(Records)
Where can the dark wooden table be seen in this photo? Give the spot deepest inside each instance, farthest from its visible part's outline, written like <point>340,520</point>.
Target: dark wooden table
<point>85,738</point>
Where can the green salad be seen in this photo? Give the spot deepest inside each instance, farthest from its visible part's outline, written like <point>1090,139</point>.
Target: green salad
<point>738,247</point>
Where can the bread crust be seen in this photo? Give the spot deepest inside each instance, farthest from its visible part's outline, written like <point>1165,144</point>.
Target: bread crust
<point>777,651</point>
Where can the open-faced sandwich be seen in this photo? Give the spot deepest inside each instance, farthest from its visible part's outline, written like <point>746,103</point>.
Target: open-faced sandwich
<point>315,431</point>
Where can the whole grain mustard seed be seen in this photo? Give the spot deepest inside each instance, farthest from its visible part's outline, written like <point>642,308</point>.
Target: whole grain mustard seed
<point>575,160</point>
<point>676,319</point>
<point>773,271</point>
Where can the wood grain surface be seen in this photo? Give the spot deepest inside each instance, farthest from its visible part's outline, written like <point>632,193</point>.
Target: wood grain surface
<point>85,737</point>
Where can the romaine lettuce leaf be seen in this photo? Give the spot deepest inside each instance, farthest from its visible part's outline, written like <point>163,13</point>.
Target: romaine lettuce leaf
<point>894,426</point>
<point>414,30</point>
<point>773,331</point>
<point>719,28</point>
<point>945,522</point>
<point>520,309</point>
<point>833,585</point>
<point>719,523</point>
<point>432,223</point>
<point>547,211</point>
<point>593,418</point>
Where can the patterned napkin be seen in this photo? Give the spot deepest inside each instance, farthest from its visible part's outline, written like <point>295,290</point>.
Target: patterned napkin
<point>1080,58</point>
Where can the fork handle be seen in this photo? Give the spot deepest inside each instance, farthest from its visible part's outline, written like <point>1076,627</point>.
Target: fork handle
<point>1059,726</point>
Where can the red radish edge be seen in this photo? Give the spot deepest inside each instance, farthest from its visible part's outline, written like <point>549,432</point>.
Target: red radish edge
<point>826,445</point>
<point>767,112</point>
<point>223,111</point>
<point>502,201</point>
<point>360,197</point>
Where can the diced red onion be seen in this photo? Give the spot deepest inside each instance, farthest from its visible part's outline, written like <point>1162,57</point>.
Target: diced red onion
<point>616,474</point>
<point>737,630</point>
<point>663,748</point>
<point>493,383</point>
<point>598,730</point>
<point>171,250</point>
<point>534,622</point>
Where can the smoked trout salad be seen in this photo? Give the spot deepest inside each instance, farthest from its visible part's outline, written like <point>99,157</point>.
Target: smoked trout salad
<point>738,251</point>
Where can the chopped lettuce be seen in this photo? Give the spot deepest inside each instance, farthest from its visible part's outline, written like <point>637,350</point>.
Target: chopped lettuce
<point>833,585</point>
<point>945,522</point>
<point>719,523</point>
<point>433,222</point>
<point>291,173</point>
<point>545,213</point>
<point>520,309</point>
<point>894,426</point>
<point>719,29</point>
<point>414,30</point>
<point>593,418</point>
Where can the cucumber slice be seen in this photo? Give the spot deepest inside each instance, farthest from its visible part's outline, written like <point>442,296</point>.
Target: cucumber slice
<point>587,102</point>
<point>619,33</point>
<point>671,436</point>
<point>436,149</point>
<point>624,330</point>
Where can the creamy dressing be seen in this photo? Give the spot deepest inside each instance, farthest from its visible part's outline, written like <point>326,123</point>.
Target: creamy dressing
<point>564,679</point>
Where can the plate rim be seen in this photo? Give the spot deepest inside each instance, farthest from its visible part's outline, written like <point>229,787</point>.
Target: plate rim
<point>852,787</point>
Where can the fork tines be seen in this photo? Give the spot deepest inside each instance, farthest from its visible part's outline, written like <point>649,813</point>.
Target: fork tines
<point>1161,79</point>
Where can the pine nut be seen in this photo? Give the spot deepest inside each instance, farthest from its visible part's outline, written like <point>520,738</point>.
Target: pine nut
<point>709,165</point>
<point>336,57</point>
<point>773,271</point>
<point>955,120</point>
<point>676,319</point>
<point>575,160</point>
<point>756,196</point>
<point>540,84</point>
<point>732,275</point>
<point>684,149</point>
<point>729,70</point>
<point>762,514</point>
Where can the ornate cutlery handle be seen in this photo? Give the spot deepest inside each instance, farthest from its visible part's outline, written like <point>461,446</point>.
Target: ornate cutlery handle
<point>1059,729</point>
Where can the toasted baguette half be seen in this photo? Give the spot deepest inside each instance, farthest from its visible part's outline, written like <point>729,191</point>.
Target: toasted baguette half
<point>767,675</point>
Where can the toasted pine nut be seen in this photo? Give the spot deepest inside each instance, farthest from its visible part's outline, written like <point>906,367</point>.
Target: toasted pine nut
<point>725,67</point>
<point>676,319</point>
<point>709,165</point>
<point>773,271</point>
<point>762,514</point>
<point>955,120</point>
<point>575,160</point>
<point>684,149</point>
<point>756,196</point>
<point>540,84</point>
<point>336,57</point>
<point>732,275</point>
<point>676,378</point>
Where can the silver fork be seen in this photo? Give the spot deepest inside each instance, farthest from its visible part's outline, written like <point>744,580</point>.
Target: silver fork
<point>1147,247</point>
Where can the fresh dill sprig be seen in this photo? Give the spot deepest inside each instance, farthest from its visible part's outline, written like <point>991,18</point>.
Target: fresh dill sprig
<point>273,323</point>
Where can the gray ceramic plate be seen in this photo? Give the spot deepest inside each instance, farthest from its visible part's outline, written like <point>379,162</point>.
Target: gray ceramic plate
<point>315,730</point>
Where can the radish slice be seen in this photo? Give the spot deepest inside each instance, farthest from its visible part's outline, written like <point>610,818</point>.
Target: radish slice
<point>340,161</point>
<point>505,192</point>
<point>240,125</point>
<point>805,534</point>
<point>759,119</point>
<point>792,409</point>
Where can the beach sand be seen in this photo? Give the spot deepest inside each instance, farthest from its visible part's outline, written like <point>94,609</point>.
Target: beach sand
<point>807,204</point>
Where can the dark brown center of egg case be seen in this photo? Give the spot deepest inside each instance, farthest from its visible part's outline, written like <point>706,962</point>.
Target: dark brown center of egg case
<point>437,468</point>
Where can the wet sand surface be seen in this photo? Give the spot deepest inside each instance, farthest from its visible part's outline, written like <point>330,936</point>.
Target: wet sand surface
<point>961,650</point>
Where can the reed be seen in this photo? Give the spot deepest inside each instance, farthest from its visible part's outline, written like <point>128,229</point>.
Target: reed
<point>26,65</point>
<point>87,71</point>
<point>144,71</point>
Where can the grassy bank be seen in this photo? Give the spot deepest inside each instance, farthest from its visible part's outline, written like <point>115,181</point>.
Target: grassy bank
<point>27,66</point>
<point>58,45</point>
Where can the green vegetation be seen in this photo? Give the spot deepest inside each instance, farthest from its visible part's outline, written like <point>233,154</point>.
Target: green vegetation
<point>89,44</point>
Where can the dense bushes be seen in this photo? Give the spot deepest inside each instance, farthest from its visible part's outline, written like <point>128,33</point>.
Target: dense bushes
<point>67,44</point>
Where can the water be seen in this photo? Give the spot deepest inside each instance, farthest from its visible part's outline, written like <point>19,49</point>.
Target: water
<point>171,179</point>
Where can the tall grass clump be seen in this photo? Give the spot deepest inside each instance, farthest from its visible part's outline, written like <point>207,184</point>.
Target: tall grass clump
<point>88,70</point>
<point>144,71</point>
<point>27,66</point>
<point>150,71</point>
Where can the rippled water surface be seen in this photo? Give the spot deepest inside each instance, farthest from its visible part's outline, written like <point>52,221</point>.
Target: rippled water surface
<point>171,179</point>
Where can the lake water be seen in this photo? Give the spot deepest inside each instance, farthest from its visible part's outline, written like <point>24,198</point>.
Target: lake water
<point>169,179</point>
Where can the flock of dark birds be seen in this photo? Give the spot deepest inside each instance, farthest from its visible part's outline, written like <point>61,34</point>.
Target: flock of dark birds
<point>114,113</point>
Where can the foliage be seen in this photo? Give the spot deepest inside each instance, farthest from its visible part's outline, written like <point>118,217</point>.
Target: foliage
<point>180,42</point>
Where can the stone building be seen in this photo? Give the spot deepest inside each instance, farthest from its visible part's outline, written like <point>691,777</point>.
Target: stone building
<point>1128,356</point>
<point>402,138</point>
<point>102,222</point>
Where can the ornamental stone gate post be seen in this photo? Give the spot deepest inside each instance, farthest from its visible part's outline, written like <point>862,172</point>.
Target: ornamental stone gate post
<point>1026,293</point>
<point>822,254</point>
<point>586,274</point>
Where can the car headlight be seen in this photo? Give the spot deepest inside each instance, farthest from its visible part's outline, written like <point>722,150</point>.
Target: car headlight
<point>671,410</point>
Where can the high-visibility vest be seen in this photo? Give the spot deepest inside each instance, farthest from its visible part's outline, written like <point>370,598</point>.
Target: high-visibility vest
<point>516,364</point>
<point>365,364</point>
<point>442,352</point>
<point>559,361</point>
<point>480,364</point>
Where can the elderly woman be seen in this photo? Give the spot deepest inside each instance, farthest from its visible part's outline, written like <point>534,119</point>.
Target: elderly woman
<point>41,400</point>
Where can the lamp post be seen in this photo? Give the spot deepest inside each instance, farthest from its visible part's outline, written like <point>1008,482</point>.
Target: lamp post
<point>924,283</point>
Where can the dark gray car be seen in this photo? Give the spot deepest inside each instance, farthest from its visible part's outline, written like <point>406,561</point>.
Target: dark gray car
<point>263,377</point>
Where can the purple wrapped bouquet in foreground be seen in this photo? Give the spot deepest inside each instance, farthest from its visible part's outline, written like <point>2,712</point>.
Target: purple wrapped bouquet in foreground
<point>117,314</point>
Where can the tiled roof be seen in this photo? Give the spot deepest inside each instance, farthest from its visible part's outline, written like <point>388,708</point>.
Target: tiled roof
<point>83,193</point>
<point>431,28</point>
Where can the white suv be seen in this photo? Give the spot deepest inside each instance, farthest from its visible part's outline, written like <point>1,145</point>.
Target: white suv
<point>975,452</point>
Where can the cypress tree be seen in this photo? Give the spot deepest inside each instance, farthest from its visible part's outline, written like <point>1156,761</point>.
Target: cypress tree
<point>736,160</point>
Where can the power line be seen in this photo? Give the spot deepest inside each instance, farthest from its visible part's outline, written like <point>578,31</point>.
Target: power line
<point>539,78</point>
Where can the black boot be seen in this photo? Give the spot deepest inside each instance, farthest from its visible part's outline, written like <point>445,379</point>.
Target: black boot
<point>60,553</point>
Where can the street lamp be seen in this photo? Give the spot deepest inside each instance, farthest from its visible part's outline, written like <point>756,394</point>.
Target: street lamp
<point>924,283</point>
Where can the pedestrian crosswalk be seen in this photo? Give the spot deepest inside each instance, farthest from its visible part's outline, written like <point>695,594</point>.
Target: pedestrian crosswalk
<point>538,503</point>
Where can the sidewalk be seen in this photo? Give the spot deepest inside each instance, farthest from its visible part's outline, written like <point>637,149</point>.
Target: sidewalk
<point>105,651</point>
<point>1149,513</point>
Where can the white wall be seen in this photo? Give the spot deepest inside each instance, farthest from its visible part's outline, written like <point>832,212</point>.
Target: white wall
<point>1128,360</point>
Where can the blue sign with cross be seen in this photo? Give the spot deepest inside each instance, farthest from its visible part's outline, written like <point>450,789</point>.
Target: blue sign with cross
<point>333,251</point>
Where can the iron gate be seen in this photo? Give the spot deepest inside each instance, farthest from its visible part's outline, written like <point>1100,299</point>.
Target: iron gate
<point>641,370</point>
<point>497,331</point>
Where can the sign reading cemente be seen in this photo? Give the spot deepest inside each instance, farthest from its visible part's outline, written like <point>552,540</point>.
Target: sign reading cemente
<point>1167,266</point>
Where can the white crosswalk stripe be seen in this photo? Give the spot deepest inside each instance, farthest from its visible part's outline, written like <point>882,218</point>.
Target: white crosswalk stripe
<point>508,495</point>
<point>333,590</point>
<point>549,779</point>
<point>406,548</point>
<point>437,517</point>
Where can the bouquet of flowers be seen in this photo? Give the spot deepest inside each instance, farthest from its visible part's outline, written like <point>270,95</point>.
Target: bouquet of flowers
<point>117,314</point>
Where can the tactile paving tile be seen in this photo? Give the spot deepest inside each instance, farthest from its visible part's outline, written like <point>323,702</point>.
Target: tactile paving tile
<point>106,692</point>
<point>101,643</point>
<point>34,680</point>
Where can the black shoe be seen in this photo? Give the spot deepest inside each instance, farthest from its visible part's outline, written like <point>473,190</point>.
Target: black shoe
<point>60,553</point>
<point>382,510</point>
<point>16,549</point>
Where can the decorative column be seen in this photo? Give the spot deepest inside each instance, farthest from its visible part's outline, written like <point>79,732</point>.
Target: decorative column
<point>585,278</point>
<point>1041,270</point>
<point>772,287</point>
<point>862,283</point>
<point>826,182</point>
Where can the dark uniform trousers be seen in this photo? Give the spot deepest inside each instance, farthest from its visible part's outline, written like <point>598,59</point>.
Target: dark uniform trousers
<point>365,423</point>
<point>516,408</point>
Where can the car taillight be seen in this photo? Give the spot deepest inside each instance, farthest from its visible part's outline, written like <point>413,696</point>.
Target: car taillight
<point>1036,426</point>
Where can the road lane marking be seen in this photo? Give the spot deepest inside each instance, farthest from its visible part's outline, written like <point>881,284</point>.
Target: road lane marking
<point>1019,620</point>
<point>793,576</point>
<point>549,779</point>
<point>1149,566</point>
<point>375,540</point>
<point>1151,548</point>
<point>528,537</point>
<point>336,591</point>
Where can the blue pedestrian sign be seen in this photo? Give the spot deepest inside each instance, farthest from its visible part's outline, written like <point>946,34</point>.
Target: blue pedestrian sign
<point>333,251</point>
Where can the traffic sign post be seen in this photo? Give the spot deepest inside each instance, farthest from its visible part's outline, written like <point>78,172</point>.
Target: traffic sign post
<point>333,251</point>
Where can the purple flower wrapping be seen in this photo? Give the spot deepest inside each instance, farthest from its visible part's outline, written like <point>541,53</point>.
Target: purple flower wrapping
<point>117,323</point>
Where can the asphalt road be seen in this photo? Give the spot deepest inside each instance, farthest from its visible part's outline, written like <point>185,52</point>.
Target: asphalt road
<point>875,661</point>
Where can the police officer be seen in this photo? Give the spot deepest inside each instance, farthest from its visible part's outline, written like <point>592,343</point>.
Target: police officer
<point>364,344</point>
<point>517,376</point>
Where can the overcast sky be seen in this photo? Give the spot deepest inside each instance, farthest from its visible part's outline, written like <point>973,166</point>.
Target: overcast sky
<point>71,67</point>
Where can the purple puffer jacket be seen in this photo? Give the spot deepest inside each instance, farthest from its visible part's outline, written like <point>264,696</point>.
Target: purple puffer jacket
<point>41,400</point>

Written problem>
Starting at the line that has "Where can the high-visibility" and ending after the line that has "<point>431,28</point>", write out those items again with "lamp post" changed to "street lamp" and nothing else altered.

Answer to this task>
Where can the high-visibility vest be seen in this photo? Give the spot deepest inside each instance, farthest from its visible part's outline, written like <point>370,598</point>.
Target: high-visibility vest
<point>516,364</point>
<point>365,364</point>
<point>442,352</point>
<point>559,361</point>
<point>480,364</point>
Where can the elderly woman be seen in this photo? Give the spot deepest inside each instance, farthest from its visible part's outline, written like <point>534,119</point>.
Target: elderly woman
<point>41,400</point>
Where can the street lamp be seen in this photo? Give the spot deepest inside each instance, farthest from its visible part's outline, written like <point>1008,482</point>.
Target: street lamp
<point>924,283</point>
Where can the dark gray car be seen in this photo? Give the spot deepest inside each instance, farthest from its visible part's outline, written like <point>406,561</point>.
Target: dark gray car
<point>263,377</point>
Where can the purple wrapped bouquet in foreground be seen in this photo? Give the spot deepest inside each instance, farthest from its visible part's outline, written like <point>2,712</point>.
Target: purple wrapped bouquet in foreground
<point>117,314</point>
Where can the tiled roof be seen in this photo? Give the spot deepest inside each instance, farthest from its visible part's outline, written like <point>388,708</point>.
Target: tiled roof
<point>83,193</point>
<point>431,28</point>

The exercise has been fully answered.